Referring expression data
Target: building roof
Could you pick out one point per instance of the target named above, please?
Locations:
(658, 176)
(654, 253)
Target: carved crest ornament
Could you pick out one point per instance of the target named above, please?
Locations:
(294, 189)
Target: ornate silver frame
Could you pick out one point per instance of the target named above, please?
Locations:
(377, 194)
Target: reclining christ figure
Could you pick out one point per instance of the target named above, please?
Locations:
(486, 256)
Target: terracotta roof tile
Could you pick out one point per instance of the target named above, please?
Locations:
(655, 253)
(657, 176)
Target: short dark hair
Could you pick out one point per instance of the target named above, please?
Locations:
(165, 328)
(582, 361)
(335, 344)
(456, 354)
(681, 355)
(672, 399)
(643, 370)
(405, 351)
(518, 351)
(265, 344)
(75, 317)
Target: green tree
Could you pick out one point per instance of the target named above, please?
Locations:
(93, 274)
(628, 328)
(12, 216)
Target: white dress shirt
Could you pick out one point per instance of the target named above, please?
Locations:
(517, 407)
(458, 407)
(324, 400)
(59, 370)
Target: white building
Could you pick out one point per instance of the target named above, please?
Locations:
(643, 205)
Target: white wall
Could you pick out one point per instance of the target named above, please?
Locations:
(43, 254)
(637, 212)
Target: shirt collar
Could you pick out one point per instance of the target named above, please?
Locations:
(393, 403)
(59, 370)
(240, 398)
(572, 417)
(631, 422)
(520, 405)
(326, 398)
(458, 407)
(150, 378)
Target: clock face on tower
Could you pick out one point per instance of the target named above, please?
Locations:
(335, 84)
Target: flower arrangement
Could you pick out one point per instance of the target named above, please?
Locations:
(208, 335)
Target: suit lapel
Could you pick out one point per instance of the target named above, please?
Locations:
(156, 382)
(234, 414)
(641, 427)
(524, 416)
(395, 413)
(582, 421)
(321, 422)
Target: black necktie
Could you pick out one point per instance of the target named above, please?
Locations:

◆ Your assignment:
Copy the data word for word.

◆ Reply:
Target: building roof
Could you pick out one point per instance of the target named above, please?
Locations:
(658, 176)
(654, 253)
Target: carved crest ornament
Could you pick out one point per instance of the target named above, please?
Locations:
(294, 189)
Target: ornate silver frame
Could you pick out one point per instance of the target named above, please?
Locations:
(377, 194)
Target: reclining christ figure
Could you pick out one point per instance of the target named above, please?
Locations:
(486, 256)
Target: terracotta roof tile
Could you pick out one point per instance of the target named above, please?
Locations:
(655, 253)
(657, 176)
Target: short dark hair
Could you pick out one point per instance of the target named above, please?
Locations:
(165, 328)
(582, 361)
(335, 344)
(456, 354)
(681, 355)
(672, 399)
(643, 370)
(405, 351)
(518, 351)
(265, 344)
(75, 317)
Target: green tree
Could you pick out one point per instance of the target named above, please?
Locations:
(93, 274)
(628, 328)
(12, 216)
Target: white dress shirt
Could you pick out one point per instance of the target named above, please?
Locations:
(517, 407)
(458, 407)
(324, 400)
(59, 370)
Target: white building
Could you pick out one point per instance of the target named above, please?
Locations:
(643, 205)
Target: white wall
Could you pick out one point per instance of the target named above, please?
Locations:
(43, 254)
(637, 212)
Target: shirt collar
Could you pick out one point per instance of the target named above, please?
Locations:
(393, 403)
(59, 370)
(240, 398)
(572, 417)
(631, 422)
(520, 405)
(326, 398)
(458, 407)
(150, 378)
Target: clock face on tower
Could you pick out one point per instance of the target named above, please?
Locations:
(335, 84)
Target: flower arrangement
Could you pick out one point per instance of the target named above, please?
Locations:
(208, 335)
Target: suit lapel
Could you pick out one point per instance of the target named above, please?
Locations:
(156, 382)
(234, 414)
(641, 427)
(524, 416)
(395, 413)
(582, 421)
(321, 422)
Target: black necktie
Could you pick out one point per instance of the target named above, please?
Locations:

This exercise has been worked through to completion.